→ **Description of the task**: Rescale the lines from the first one through the line that contains "(169, 272), (194, 302)", both included, and write them all out again with the requests. Multiply every box coordinate in the answers by 0.25 and round to whole numbers with halves going up, but leave the sample coordinates under "Example output:" unchanged.

→ **Material provided**:
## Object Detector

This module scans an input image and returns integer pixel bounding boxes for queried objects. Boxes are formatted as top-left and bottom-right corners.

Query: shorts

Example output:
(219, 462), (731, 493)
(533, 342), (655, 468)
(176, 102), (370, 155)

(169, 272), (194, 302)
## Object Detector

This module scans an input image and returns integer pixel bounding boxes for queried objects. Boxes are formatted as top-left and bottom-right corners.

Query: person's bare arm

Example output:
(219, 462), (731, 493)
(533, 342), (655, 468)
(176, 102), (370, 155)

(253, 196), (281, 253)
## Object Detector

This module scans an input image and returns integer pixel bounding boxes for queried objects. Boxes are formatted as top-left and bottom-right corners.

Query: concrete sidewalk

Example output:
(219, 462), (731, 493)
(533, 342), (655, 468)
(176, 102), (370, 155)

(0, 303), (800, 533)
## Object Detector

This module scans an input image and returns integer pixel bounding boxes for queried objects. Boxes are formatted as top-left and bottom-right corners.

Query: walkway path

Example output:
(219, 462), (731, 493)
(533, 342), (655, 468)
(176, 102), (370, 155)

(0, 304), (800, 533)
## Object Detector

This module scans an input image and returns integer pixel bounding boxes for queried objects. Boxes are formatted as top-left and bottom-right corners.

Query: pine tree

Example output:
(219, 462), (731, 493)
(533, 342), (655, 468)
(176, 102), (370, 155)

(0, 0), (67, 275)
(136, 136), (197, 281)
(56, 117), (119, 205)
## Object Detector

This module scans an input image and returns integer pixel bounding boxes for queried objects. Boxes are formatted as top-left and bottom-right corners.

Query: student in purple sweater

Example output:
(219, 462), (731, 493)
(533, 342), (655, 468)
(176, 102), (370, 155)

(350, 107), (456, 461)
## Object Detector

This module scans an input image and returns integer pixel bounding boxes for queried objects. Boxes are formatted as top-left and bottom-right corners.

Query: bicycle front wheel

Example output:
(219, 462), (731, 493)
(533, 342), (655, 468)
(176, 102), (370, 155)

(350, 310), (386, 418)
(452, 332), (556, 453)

→ **Full output**:
## Object Detector

This module scans an input image and returns integer pixel bounding boxes for queried objects. Boxes are formatted as top-left and bottom-right corners.

Query: shorts

Example output:
(219, 462), (731, 493)
(533, 342), (655, 468)
(176, 102), (370, 155)

(42, 68), (49, 76)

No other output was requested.